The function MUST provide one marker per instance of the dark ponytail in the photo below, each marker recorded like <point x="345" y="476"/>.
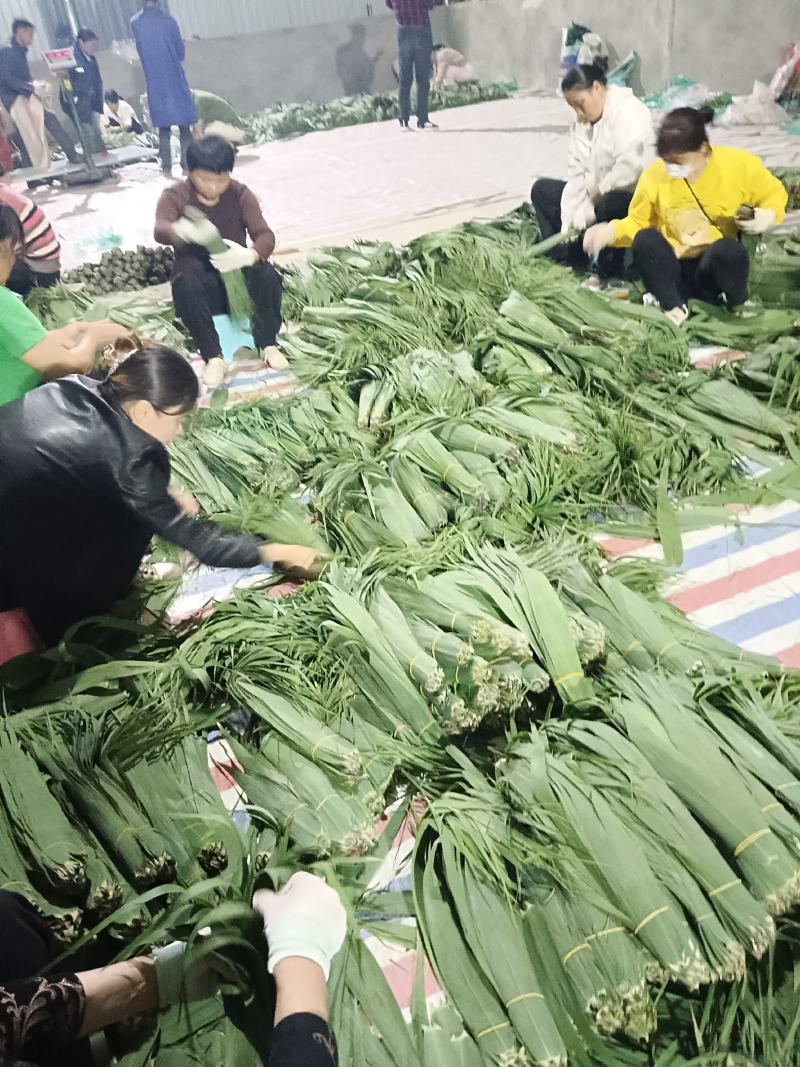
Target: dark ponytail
<point x="11" y="227"/>
<point x="156" y="373"/>
<point x="684" y="130"/>
<point x="582" y="77"/>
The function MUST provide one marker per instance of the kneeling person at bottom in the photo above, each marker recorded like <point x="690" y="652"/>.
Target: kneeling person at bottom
<point x="84" y="486"/>
<point x="198" y="290"/>
<point x="30" y="354"/>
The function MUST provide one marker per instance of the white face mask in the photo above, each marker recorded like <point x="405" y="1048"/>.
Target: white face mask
<point x="680" y="171"/>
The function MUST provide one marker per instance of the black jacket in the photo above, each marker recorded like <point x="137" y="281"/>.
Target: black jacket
<point x="86" y="85"/>
<point x="82" y="491"/>
<point x="15" y="74"/>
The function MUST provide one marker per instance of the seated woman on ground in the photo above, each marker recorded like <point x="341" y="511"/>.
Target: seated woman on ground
<point x="686" y="213"/>
<point x="30" y="354"/>
<point x="611" y="141"/>
<point x="84" y="486"/>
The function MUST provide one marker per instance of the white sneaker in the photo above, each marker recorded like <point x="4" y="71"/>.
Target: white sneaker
<point x="274" y="357"/>
<point x="214" y="373"/>
<point x="677" y="315"/>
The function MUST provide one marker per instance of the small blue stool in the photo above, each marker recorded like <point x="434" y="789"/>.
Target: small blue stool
<point x="232" y="336"/>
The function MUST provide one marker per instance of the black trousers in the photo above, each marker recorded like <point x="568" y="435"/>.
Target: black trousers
<point x="721" y="271"/>
<point x="22" y="280"/>
<point x="200" y="295"/>
<point x="546" y="198"/>
<point x="415" y="44"/>
<point x="164" y="145"/>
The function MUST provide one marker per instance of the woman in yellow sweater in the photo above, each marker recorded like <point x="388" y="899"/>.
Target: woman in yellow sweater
<point x="684" y="219"/>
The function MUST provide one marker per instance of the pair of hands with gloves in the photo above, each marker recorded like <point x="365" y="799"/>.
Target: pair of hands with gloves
<point x="304" y="920"/>
<point x="200" y="229"/>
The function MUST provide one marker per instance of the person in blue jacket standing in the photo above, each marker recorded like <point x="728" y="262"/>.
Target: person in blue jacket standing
<point x="161" y="50"/>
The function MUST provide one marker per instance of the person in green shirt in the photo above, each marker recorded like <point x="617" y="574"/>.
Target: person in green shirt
<point x="30" y="354"/>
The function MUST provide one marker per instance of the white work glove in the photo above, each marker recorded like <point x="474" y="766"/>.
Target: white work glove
<point x="292" y="558"/>
<point x="236" y="257"/>
<point x="763" y="219"/>
<point x="305" y="919"/>
<point x="598" y="237"/>
<point x="582" y="217"/>
<point x="177" y="982"/>
<point x="200" y="232"/>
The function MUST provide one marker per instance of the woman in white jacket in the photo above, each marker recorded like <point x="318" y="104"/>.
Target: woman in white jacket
<point x="611" y="142"/>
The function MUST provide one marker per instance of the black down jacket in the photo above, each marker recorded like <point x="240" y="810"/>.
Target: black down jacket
<point x="82" y="491"/>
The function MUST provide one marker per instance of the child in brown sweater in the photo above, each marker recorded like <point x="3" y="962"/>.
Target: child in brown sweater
<point x="197" y="287"/>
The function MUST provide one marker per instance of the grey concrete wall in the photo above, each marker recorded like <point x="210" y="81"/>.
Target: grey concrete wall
<point x="726" y="44"/>
<point x="522" y="38"/>
<point x="730" y="44"/>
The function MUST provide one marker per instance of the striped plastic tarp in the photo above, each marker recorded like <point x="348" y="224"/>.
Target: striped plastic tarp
<point x="742" y="582"/>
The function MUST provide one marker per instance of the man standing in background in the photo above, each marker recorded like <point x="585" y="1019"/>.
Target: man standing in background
<point x="33" y="122"/>
<point x="18" y="95"/>
<point x="161" y="50"/>
<point x="38" y="264"/>
<point x="415" y="45"/>
<point x="86" y="95"/>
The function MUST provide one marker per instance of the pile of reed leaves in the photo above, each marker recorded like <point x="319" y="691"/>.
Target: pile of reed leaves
<point x="610" y="790"/>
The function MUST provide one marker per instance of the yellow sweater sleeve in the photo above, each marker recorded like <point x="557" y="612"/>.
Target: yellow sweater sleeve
<point x="642" y="210"/>
<point x="764" y="189"/>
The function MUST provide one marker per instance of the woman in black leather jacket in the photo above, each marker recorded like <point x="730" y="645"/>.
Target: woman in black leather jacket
<point x="84" y="484"/>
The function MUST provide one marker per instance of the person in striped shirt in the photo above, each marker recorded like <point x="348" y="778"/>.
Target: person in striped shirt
<point x="40" y="263"/>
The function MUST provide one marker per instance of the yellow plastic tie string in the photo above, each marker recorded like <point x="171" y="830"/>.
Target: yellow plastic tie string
<point x="570" y="677"/>
<point x="650" y="918"/>
<point x="515" y="1000"/>
<point x="723" y="889"/>
<point x="611" y="929"/>
<point x="578" y="948"/>
<point x="751" y="840"/>
<point x="493" y="1030"/>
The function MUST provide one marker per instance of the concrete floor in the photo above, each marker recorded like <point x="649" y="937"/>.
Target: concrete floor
<point x="370" y="181"/>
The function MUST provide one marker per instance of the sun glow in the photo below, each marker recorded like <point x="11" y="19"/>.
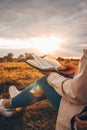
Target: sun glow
<point x="45" y="45"/>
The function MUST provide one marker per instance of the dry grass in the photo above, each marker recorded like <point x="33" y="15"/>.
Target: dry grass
<point x="40" y="116"/>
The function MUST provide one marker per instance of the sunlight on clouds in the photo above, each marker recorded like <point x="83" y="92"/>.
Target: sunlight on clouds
<point x="45" y="45"/>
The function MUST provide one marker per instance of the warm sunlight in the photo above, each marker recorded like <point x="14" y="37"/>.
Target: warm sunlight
<point x="44" y="45"/>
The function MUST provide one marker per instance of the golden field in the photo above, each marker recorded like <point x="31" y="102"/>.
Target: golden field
<point x="40" y="116"/>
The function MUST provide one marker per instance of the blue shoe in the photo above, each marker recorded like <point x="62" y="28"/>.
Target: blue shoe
<point x="6" y="112"/>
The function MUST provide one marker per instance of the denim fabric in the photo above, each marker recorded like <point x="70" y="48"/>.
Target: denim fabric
<point x="26" y="98"/>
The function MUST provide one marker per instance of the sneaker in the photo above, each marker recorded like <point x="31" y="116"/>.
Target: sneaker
<point x="6" y="112"/>
<point x="13" y="91"/>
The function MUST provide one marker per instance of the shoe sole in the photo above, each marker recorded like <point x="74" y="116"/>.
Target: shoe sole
<point x="13" y="91"/>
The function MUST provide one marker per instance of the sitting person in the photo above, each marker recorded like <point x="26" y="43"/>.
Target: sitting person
<point x="67" y="95"/>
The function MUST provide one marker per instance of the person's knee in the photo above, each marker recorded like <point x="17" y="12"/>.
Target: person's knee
<point x="42" y="81"/>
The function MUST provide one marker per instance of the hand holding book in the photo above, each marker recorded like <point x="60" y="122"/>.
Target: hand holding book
<point x="46" y="64"/>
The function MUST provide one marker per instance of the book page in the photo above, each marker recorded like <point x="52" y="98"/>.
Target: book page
<point x="52" y="61"/>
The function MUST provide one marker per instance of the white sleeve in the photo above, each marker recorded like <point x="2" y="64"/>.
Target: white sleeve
<point x="73" y="90"/>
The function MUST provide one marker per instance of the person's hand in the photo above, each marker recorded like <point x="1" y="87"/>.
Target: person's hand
<point x="48" y="71"/>
<point x="70" y="69"/>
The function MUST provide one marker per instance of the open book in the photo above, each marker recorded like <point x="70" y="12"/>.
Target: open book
<point x="46" y="63"/>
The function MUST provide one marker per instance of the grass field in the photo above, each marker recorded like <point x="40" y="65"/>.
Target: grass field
<point x="40" y="116"/>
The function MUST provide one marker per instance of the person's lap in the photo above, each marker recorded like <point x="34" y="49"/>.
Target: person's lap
<point x="26" y="97"/>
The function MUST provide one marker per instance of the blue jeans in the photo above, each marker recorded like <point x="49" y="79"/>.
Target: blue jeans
<point x="30" y="95"/>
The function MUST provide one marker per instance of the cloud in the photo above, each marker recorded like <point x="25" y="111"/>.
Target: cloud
<point x="66" y="19"/>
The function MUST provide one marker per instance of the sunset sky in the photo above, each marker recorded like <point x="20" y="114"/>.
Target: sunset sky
<point x="58" y="27"/>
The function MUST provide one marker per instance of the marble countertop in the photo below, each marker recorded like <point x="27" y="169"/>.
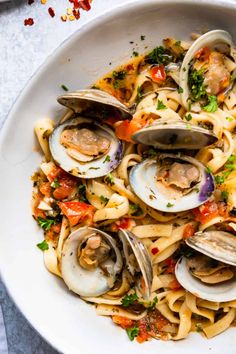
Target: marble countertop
<point x="23" y="49"/>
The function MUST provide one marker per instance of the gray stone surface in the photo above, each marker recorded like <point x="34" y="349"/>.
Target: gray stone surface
<point x="22" y="51"/>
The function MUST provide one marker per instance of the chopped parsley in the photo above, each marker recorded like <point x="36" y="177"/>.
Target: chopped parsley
<point x="188" y="117"/>
<point x="129" y="299"/>
<point x="132" y="332"/>
<point x="224" y="196"/>
<point x="103" y="199"/>
<point x="64" y="87"/>
<point x="160" y="105"/>
<point x="107" y="159"/>
<point x="159" y="55"/>
<point x="196" y="85"/>
<point x="46" y="223"/>
<point x="212" y="105"/>
<point x="110" y="179"/>
<point x="43" y="246"/>
<point x="55" y="183"/>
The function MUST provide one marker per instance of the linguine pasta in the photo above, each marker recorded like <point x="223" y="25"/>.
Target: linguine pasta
<point x="63" y="203"/>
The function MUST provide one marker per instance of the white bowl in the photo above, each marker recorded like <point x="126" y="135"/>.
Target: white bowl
<point x="59" y="316"/>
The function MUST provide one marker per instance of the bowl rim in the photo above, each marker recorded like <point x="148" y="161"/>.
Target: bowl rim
<point x="74" y="37"/>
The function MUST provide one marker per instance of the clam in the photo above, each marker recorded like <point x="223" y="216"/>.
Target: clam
<point x="207" y="69"/>
<point x="95" y="103"/>
<point x="92" y="261"/>
<point x="210" y="273"/>
<point x="85" y="148"/>
<point x="174" y="134"/>
<point x="172" y="183"/>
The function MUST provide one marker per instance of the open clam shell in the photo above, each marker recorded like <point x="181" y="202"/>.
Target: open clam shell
<point x="218" y="292"/>
<point x="218" y="245"/>
<point x="172" y="135"/>
<point x="95" y="103"/>
<point x="218" y="40"/>
<point x="143" y="180"/>
<point x="93" y="282"/>
<point x="131" y="242"/>
<point x="97" y="166"/>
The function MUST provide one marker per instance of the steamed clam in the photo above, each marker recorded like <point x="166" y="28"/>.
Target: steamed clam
<point x="95" y="103"/>
<point x="92" y="261"/>
<point x="172" y="183"/>
<point x="207" y="69"/>
<point x="210" y="273"/>
<point x="85" y="148"/>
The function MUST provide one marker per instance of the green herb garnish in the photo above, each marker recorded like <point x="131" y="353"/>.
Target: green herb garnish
<point x="160" y="105"/>
<point x="55" y="183"/>
<point x="129" y="299"/>
<point x="64" y="87"/>
<point x="212" y="106"/>
<point x="46" y="223"/>
<point x="132" y="332"/>
<point x="43" y="246"/>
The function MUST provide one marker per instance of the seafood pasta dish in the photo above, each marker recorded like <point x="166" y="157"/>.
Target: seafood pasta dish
<point x="136" y="192"/>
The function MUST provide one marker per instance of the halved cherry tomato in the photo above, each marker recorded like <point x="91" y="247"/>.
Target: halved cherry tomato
<point x="189" y="231"/>
<point x="158" y="73"/>
<point x="77" y="211"/>
<point x="123" y="321"/>
<point x="206" y="212"/>
<point x="203" y="54"/>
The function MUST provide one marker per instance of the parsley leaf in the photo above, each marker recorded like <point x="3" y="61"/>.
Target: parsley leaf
<point x="46" y="223"/>
<point x="159" y="55"/>
<point x="160" y="105"/>
<point x="188" y="117"/>
<point x="197" y="88"/>
<point x="132" y="332"/>
<point x="43" y="246"/>
<point x="212" y="106"/>
<point x="129" y="299"/>
<point x="55" y="183"/>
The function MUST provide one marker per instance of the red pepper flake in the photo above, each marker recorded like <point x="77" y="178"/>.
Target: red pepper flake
<point x="51" y="12"/>
<point x="29" y="21"/>
<point x="155" y="250"/>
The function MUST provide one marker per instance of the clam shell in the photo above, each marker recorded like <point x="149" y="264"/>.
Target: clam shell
<point x="218" y="292"/>
<point x="95" y="103"/>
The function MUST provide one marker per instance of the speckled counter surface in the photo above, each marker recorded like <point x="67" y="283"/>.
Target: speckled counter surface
<point x="22" y="51"/>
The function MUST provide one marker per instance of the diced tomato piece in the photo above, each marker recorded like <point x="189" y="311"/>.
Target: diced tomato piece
<point x="123" y="321"/>
<point x="203" y="54"/>
<point x="126" y="129"/>
<point x="77" y="211"/>
<point x="158" y="73"/>
<point x="189" y="231"/>
<point x="170" y="262"/>
<point x="45" y="188"/>
<point x="206" y="212"/>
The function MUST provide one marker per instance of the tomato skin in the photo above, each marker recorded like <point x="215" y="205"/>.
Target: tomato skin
<point x="189" y="231"/>
<point x="203" y="54"/>
<point x="123" y="321"/>
<point x="158" y="73"/>
<point x="206" y="212"/>
<point x="77" y="211"/>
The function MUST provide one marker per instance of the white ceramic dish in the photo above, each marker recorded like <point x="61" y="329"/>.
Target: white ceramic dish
<point x="67" y="323"/>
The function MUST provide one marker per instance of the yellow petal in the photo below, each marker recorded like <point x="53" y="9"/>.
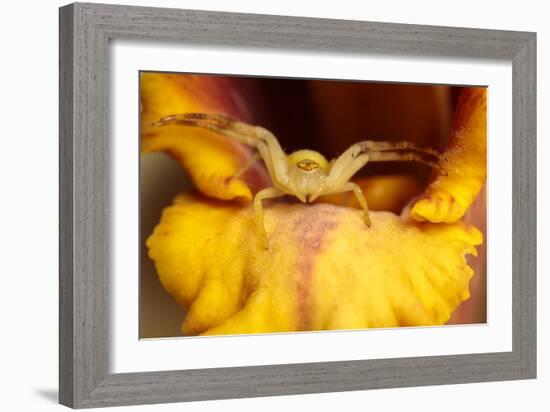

══════════

Pick out every line in the records above that contains the word "steamed", and copy each one in full.

The function MUST provide one marker per instance of the steamed clam in the photo above, each marker recorded like <point x="166" y="28"/>.
Target: steamed clam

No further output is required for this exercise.